++++ Provided text

Meh, Navy gave me vaccinations for Yellow Fever, Black Plague and whatever else is in their full overseas package.

Which reminds me, it is getting time for a tetanus booster.

Of course, even if you’ve been vaccinated for Yellow Fever and Black Plague, there’s an excellent chance that it’s mutated somewhat over time. You’re vaccine might not be too effective against whatever form was around back then. And we’re not even completely sure what the Black Pague was. If the OP’s right, it might have been something that hasn’t even evolved yet!

That won’t help. You need to get the old, out of date vaccinations to fight off that ancient stuff.

This gives me a possible sci-fi story idea - the time-travel corp employees whose job it is to go visit the Black Plague and collect samples to whip up a vaccination before tourists can be allowed into the era. And the sample-collector would get quarantined when he returns to the future, to see if he comes down with it.

I think the fact that smallpox hasn’t re-emerged since it was eradicated in the 70’s is another piece of evidence that time travel will never be possible.

++++++++

Problems and tasks ->
A – Repeat the part of the discussion of vaccines and time travel starting with "Which reminds me, it" and going on through "that ancient stuff.".
B – In the discussion of vaccines and time travel, which disease's failure to re-emerge since the 70's is offered as evidence that time travel will never be possible?
C – Take the discussion of vaccines and time travel further from its last sentence.
The items that follow come from a different source than the discussion above.

++++ Material supplied

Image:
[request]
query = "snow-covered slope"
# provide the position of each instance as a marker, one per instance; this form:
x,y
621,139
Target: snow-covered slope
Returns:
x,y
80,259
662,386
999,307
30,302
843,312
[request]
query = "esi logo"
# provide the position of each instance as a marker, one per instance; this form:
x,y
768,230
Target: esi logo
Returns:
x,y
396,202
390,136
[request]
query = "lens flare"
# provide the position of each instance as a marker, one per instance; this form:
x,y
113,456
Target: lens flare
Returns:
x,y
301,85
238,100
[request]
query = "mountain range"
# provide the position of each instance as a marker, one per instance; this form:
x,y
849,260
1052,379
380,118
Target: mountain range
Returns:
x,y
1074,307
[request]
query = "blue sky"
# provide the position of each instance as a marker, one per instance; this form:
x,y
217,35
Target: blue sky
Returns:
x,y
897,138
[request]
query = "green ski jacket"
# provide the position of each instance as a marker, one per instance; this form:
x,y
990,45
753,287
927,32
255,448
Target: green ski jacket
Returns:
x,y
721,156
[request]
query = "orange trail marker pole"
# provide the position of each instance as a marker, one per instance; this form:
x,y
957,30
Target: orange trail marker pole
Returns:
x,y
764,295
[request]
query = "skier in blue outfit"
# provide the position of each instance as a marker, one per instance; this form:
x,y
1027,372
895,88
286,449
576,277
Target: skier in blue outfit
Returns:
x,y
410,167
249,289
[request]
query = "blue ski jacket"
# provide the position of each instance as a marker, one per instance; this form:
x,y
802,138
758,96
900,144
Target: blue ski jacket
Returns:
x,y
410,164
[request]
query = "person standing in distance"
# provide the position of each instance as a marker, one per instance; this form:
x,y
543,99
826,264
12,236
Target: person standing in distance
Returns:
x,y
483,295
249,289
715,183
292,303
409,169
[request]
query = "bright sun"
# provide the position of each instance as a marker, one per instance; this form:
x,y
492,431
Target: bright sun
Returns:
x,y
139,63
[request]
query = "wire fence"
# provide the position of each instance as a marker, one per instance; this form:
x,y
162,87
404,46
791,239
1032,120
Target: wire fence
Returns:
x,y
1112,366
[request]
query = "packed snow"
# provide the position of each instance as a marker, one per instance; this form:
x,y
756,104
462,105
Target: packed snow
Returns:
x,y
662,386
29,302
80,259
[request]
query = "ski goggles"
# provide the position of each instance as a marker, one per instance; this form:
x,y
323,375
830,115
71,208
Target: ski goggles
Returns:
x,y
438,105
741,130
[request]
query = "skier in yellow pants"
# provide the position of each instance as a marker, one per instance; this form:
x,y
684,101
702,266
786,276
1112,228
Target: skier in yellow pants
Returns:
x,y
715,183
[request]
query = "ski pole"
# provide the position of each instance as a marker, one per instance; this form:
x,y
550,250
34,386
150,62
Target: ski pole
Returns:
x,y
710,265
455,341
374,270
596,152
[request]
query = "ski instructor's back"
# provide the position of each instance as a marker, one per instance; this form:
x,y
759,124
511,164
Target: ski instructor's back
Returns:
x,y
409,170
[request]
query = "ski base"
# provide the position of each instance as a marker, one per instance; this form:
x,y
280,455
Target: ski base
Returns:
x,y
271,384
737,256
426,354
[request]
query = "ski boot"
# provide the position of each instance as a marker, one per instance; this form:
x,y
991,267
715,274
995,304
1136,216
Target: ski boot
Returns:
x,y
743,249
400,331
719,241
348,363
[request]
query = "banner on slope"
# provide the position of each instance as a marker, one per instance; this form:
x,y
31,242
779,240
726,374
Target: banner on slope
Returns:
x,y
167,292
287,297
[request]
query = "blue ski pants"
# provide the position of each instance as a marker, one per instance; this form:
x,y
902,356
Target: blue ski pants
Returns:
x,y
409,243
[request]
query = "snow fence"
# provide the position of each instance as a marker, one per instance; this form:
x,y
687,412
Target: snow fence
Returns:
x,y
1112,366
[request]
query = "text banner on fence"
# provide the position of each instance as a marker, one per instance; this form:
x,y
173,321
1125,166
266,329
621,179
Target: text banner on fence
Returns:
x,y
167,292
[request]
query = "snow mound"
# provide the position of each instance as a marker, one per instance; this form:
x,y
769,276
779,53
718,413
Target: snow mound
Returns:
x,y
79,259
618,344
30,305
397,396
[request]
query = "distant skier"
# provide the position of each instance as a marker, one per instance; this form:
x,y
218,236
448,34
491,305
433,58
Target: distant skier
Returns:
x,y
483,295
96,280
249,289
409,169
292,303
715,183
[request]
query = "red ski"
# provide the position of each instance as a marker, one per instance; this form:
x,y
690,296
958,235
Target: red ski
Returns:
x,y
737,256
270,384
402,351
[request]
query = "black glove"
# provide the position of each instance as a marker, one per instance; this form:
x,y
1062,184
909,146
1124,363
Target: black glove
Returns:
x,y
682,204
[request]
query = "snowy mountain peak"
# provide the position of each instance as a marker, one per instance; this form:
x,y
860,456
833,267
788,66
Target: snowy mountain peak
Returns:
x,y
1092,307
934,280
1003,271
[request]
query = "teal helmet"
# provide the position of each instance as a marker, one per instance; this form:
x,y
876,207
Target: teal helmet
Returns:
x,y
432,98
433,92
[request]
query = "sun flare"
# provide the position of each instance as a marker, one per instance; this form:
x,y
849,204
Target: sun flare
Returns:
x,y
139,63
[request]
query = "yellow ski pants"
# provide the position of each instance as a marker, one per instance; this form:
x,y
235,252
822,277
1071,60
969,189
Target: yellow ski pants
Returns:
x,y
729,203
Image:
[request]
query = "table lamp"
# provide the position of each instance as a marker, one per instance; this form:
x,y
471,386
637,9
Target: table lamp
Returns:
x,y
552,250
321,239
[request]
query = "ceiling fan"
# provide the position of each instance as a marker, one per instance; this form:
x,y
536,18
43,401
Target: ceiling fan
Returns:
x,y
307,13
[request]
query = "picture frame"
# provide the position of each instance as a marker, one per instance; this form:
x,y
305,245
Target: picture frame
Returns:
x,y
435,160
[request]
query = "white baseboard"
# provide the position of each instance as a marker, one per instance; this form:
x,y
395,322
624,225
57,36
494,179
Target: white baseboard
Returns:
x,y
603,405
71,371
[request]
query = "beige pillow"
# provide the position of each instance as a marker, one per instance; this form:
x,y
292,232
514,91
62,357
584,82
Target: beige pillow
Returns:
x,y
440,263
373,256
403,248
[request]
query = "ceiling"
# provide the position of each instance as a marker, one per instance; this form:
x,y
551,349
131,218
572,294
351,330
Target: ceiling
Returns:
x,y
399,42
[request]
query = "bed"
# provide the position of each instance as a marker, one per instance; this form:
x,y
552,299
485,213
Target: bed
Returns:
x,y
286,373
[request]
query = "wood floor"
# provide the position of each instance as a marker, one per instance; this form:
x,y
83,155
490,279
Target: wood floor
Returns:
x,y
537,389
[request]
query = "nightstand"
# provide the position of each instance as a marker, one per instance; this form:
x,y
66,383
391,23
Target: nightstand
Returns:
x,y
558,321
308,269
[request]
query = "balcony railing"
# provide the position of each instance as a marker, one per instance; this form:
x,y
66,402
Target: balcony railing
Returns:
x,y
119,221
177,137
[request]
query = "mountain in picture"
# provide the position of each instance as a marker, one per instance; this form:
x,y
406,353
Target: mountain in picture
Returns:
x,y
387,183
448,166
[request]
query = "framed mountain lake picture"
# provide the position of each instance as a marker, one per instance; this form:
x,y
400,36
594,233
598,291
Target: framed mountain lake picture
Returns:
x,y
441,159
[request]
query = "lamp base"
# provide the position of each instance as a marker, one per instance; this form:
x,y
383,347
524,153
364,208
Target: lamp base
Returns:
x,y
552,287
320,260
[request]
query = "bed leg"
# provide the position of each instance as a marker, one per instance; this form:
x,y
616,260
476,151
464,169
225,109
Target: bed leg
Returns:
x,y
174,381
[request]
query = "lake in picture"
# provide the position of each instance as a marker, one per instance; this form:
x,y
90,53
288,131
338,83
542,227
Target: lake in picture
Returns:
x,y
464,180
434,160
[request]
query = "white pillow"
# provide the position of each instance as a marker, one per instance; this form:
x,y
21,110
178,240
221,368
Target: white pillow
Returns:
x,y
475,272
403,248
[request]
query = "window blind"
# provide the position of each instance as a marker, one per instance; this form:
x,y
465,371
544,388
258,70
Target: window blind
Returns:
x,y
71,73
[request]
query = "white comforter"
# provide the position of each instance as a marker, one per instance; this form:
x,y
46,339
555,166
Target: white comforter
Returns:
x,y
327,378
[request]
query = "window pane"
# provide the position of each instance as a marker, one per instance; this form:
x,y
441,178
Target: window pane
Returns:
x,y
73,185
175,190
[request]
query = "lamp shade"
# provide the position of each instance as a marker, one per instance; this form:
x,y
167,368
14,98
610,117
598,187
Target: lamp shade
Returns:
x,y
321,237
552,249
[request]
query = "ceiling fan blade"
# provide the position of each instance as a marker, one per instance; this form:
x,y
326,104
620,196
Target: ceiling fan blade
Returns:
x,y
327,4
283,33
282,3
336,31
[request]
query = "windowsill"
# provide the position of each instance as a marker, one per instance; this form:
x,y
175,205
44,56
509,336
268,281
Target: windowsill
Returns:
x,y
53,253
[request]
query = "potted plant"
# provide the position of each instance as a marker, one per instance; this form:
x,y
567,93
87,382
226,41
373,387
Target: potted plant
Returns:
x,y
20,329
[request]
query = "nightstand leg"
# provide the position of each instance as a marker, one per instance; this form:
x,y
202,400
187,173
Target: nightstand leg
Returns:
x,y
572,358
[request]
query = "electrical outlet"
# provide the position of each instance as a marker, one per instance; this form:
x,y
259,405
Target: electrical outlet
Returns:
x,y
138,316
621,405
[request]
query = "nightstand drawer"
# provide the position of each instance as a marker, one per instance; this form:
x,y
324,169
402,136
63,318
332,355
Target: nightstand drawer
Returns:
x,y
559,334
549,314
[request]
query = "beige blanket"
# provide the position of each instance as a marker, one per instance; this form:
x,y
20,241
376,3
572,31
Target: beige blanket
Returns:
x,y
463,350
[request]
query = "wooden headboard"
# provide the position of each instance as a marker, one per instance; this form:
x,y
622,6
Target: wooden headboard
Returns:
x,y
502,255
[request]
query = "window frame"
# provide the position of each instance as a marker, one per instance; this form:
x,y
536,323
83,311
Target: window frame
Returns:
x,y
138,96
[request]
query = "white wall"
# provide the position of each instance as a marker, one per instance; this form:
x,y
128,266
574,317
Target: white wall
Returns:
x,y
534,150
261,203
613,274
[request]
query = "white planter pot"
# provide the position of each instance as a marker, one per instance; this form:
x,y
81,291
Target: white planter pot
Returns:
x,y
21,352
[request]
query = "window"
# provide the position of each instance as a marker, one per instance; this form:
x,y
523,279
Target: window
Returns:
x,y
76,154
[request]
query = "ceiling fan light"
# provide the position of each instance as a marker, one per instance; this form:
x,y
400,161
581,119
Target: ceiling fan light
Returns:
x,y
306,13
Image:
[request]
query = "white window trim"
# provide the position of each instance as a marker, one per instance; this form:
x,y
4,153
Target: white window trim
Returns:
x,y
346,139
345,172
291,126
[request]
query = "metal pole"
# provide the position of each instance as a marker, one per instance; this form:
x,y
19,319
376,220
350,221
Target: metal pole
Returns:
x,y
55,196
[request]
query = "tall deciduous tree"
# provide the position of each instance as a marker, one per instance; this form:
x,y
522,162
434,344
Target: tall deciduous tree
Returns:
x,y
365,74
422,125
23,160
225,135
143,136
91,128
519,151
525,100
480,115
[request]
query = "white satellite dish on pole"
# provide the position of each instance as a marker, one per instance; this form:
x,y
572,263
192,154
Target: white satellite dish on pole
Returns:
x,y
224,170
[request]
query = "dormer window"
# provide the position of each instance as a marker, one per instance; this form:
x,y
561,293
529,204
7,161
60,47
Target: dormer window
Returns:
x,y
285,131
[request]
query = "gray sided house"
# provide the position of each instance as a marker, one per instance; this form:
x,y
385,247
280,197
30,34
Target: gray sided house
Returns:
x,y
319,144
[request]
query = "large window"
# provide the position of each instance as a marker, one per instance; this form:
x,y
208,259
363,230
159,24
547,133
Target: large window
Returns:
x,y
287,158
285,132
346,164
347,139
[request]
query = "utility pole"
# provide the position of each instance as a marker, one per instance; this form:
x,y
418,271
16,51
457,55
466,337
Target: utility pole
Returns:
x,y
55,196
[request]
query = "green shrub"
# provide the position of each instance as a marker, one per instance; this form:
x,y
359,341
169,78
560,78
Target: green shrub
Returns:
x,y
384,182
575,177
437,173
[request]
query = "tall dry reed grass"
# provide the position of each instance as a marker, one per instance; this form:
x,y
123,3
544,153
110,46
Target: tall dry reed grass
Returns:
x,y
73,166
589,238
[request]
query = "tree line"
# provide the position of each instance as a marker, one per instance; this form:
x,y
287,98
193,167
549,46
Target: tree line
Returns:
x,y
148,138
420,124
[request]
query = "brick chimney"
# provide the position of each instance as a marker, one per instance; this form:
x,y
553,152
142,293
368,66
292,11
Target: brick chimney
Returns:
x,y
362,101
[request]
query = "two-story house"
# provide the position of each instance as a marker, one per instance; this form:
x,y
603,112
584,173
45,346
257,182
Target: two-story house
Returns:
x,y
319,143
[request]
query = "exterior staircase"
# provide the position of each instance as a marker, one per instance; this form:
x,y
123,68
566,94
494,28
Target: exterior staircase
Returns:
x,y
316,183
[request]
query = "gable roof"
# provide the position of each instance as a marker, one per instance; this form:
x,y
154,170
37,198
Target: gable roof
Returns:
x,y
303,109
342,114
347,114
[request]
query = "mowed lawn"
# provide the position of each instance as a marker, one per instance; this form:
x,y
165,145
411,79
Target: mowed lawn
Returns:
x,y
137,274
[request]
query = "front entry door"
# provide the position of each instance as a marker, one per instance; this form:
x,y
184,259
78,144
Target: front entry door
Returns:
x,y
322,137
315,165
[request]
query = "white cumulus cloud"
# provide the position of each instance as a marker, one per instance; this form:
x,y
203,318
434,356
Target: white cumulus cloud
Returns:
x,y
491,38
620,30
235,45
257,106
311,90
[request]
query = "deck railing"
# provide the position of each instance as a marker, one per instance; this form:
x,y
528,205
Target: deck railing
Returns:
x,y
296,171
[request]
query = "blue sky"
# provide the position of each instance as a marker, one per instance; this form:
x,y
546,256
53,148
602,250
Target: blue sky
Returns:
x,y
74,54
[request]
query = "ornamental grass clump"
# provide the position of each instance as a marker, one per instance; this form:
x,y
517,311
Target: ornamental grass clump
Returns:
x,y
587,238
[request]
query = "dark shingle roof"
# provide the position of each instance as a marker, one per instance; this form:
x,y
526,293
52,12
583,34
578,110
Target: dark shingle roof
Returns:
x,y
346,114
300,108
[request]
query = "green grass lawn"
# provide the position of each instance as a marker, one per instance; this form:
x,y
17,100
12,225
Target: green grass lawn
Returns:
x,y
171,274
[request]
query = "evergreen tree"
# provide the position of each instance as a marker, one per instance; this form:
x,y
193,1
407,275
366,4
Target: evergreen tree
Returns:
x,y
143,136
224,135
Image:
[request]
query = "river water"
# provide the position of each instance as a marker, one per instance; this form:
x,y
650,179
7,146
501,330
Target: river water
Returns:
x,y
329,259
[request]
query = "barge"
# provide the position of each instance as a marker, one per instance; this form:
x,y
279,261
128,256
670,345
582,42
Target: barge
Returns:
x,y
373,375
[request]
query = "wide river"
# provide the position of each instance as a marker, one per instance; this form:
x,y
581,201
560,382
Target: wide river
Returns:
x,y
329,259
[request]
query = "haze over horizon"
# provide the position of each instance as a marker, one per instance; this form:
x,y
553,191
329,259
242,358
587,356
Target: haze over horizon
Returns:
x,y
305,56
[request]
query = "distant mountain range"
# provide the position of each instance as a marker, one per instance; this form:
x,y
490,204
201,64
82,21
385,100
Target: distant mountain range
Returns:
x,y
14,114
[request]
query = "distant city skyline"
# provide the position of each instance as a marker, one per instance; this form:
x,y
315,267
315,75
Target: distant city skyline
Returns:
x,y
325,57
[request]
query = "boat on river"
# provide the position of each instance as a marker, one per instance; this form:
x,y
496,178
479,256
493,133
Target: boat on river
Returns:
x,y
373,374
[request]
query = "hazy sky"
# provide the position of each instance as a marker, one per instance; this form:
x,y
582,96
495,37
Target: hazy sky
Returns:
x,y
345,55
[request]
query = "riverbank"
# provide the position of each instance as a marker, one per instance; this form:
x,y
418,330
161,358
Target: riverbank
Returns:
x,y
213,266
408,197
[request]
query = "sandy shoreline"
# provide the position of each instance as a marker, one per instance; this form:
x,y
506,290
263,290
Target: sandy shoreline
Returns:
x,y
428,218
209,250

++++++++

Per-task answers ->
A –
Which reminds me, it is getting time for a tetanus booster.

Of course, even if you’ve been vaccinated for Yellow Fever and Black Plague, there’s an excellent chance that it’s mutated somewhat over time. You’re vaccine might not be too effective against whatever form was around back then. And we’re not even completely sure what the Black Pague was. If the OP’s right, it might have been something that hasn’t even evolved yet!

That won’t help. You need to get the old, out of date vaccinations to fight off that ancient stuff.

B – Smallpox.

C –
With time travel, the worst threat might not even be smallpox. With smallpox, at least we know what it is and have a vaccine for it. If someone time traveled and brought back a disease like sweating sickness, which vanished before modern medicine could figure out what it was, we’d be in even more trouble.

This kind of thing happens with sick people today, and it would happen with time travelers. Airlines generally won’t give you a refund if you don’t want to travel because you’re sick. With that kind of incentive to travel when you are sick, people are going to do it.

That’s not logical.

Viruses & bacteria evolve at rapid rates.

The diseases of the past? We’d be utterly immune to all but a few.

Today’s diseases in the past? Even mild flu would be deadly.

But I thought the Plague still exists today and is treatable with antibiotics

Or has it mutated so much that the plague known today is not the same in terms of vaccination? And, since it’s a bacterium and not a virus, a vaccination may be more difficult.

Do we inherit antibodies from our parents (or just our mother)? I didn’t think this was the case. So if great-great-great-great-great-great-great-grandma had some now dead virus whose surviving descendants mutated after everyone became immune to the old form, do I have immunity from birth by virtue of being a descendant of a survivor?

Natural selection gives us many immunities.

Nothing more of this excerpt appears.